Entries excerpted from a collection
--------------------------------------------------

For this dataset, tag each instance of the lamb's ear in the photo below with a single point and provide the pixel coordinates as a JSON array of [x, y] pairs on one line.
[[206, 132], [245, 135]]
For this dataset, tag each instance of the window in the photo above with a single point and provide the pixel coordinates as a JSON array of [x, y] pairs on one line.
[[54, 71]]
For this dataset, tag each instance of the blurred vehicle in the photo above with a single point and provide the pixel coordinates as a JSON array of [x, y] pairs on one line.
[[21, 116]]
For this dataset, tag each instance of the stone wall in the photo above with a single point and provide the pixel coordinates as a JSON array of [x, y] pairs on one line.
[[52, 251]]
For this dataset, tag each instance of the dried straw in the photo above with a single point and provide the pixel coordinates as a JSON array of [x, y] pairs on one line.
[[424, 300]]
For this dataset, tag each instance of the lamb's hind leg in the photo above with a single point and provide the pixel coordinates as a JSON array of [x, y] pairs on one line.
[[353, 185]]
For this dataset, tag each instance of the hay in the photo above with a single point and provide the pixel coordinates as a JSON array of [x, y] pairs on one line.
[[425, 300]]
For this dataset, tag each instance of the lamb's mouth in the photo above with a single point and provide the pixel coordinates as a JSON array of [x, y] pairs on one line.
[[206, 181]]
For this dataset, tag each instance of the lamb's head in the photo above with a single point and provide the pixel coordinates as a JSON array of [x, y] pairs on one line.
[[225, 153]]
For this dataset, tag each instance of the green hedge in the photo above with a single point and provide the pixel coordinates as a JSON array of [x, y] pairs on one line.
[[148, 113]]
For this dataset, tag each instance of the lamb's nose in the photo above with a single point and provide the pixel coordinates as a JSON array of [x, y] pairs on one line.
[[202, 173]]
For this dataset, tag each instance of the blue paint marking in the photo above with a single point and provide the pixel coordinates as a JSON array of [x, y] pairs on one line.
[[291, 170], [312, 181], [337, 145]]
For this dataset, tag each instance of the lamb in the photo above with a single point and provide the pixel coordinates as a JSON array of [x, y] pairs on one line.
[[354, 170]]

--------------------------------------------------

Reproduce the entries from the line containing "For this dataset, tag each instance of the blue" through the last line of the entries, both included, with the requests kept as they are. Increase every coordinate value in the answers by 35.

■ WRITTEN RESPONSE:
For this dataset, tag each instance of the blue paint marking in the photo above with a single point and provide the pixel coordinates as a JSON array of [x, y] pairs on one line.
[[326, 205], [347, 216], [372, 180]]
For this dataset, tag each instance of the lamb in the photo above with a single point and provide the pixel coordinates as a JSON array of [x, y] pairs on one line.
[[389, 205]]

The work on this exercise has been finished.